Dataset records -

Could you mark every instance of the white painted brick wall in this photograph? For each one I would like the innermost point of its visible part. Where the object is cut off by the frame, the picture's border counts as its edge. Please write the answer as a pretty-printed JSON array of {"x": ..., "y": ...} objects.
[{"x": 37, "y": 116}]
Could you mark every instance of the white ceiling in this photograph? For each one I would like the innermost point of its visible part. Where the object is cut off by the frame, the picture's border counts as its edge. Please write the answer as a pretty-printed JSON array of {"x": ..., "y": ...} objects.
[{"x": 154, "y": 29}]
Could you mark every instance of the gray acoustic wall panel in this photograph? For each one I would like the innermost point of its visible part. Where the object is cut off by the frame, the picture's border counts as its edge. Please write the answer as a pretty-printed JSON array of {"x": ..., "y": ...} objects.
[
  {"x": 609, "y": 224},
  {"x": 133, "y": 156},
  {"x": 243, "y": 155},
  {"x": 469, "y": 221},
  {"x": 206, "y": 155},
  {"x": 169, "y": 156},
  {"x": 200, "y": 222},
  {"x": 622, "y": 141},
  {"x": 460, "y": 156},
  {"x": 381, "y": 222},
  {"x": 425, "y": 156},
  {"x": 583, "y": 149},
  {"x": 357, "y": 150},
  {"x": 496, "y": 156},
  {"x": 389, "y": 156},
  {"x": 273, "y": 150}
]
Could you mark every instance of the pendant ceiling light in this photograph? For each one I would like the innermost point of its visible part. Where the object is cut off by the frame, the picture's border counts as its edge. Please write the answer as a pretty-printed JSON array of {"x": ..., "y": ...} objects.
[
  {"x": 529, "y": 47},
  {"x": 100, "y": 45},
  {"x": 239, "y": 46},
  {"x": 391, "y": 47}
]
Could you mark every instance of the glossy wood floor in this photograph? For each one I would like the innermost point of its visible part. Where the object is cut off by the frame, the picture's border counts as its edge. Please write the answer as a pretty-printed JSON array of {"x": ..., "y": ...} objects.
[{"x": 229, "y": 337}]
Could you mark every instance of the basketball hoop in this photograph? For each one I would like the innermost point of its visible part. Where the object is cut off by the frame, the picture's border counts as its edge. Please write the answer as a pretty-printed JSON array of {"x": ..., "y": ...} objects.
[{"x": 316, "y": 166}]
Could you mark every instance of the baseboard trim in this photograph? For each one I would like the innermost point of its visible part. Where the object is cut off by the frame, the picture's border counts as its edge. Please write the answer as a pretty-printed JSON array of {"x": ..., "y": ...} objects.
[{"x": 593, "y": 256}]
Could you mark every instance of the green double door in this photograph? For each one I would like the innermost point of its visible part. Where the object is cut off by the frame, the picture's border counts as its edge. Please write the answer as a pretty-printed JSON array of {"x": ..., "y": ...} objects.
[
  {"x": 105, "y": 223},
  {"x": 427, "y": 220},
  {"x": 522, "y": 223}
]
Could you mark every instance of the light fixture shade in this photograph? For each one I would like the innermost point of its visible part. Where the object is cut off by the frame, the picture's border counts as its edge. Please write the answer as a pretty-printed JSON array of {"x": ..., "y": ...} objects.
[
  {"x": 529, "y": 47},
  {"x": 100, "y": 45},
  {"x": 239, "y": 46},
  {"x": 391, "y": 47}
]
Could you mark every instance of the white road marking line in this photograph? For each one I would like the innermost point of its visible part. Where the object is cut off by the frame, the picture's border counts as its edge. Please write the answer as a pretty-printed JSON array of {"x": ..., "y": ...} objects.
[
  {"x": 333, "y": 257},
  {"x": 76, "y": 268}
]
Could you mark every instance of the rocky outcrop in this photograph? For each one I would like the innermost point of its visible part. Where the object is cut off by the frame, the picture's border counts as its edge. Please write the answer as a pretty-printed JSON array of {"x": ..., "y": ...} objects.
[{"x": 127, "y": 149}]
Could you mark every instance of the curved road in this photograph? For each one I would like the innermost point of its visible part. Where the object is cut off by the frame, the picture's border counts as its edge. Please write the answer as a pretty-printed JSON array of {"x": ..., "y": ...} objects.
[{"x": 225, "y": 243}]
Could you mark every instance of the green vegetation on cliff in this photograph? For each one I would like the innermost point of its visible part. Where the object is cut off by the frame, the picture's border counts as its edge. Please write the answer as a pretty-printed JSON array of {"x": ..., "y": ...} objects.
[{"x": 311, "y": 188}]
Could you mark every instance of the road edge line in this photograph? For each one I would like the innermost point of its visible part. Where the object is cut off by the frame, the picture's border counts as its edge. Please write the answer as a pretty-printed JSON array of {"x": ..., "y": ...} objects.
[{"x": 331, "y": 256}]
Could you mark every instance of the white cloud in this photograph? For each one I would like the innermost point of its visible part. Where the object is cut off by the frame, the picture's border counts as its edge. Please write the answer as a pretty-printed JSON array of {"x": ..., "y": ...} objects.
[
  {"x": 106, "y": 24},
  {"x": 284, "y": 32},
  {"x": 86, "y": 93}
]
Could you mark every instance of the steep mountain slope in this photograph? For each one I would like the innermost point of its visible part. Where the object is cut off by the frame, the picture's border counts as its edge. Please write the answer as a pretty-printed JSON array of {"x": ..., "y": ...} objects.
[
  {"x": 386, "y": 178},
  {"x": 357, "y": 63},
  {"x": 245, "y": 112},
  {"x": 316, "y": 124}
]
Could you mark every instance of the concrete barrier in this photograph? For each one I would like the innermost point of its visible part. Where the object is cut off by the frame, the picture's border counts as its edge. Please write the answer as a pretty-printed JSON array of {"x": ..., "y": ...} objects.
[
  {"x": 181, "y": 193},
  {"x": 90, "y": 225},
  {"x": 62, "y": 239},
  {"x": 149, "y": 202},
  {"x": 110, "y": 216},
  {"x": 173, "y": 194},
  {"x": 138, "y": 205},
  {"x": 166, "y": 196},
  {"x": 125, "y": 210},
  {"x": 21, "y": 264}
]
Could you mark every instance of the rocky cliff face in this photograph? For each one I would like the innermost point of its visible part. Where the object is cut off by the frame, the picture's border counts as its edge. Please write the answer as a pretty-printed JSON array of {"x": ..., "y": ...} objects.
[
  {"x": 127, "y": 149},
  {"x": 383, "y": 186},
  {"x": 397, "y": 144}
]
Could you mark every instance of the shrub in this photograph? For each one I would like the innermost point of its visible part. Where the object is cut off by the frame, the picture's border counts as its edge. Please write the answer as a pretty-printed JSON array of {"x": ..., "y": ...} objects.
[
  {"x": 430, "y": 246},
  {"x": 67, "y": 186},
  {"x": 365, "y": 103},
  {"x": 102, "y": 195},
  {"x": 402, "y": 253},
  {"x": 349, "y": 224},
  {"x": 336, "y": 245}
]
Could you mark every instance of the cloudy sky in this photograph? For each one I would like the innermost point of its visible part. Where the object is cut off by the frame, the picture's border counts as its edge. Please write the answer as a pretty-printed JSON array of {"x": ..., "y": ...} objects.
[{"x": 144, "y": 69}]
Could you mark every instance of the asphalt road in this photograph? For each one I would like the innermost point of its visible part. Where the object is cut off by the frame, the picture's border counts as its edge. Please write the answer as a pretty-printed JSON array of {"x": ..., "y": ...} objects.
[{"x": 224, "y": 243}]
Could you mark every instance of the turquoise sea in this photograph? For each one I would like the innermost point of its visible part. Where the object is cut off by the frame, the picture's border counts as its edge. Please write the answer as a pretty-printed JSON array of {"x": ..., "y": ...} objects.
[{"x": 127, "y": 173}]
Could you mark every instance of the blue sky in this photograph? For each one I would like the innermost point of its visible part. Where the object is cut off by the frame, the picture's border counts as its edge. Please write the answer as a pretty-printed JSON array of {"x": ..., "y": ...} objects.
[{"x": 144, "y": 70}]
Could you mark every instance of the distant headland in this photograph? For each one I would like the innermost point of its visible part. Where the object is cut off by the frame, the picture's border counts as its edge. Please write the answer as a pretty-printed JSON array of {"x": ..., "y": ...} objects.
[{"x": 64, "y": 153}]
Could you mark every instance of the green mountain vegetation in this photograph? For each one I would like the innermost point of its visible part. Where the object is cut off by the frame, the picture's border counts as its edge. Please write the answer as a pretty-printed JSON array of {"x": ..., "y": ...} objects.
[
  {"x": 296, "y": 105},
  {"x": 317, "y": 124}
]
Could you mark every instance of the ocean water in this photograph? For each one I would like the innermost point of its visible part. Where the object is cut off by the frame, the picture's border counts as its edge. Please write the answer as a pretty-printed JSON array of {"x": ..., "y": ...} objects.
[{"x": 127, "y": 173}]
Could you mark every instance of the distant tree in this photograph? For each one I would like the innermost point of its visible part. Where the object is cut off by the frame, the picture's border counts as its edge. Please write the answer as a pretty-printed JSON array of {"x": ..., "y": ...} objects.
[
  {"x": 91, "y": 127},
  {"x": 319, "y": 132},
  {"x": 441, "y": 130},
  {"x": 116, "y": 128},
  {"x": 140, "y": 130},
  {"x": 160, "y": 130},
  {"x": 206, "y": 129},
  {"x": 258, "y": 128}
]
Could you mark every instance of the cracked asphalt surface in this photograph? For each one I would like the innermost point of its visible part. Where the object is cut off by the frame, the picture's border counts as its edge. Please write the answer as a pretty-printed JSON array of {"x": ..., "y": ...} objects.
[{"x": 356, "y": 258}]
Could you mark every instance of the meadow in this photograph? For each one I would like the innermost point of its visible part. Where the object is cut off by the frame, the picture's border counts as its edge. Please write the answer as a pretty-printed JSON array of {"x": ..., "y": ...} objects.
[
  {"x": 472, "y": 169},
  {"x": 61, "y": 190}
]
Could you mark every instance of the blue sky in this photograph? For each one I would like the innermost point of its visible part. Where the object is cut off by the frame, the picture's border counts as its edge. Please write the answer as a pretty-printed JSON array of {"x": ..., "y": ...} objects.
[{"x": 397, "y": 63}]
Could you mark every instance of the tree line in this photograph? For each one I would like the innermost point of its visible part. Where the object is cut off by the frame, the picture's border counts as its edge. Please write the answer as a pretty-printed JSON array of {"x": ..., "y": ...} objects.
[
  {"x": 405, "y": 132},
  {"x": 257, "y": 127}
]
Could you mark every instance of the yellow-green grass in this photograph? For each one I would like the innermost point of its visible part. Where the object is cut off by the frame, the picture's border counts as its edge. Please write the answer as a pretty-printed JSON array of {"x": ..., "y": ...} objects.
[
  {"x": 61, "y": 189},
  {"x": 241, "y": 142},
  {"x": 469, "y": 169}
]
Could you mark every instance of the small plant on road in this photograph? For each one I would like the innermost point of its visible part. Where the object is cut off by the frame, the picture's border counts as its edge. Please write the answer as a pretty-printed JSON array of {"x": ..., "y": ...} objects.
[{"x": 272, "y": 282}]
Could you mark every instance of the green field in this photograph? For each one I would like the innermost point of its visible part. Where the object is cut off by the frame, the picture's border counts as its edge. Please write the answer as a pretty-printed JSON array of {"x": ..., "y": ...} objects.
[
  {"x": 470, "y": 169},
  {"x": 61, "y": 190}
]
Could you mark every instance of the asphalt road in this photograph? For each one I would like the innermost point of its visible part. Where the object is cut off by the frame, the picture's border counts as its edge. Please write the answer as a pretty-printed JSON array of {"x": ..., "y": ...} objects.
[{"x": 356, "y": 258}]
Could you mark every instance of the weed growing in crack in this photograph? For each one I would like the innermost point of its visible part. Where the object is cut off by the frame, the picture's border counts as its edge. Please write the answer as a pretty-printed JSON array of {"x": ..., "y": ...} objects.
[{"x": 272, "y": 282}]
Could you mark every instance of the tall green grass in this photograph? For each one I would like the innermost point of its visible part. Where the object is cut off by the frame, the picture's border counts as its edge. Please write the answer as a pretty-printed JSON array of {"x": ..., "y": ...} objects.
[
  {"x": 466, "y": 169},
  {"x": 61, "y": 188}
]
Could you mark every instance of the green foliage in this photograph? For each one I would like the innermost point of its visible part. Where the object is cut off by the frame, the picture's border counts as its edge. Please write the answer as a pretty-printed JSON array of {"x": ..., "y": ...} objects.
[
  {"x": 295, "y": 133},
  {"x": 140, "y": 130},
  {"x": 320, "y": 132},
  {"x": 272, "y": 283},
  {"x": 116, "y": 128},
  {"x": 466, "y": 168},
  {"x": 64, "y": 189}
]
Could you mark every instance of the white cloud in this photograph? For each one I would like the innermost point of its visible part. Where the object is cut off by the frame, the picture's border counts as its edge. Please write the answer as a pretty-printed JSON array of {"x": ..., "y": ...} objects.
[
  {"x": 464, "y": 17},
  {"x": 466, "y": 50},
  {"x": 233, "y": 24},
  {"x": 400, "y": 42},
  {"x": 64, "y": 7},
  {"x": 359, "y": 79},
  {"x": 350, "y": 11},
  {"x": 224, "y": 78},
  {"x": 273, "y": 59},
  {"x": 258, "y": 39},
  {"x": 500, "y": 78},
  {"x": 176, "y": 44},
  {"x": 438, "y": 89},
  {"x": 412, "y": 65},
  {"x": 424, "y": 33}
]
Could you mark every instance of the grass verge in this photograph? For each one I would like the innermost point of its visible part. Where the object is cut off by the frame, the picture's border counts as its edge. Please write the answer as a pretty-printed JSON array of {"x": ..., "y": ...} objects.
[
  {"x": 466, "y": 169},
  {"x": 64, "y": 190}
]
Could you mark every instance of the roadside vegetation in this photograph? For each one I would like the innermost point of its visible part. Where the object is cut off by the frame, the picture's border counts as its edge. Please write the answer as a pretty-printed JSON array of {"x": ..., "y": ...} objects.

WORK ITEM - Starting from the line that contains "Could you mark every instance of the grass", give again every line to the last line of the data, exactly. Include nothing else.

SOLVED PROBLEM -
Could you mark every instance of the grass verge in this photograph? For each one I would like the innermost point of its visible part. Where the object is cut off by the frame, the picture's border counts as its edge. Please write the answer as a pretty-printed JSON array of {"x": ..., "y": ...} objects.
[
  {"x": 466, "y": 169},
  {"x": 64, "y": 190}
]
Could you mark every instance of the roadside vegetation in this photograph? For each one I would like the innermost point of its visible part. Where the object is cut off by the frame, the picture's border counts as its edge. Please write the answer as a pretty-printed JSON array of {"x": ..., "y": ...} objects.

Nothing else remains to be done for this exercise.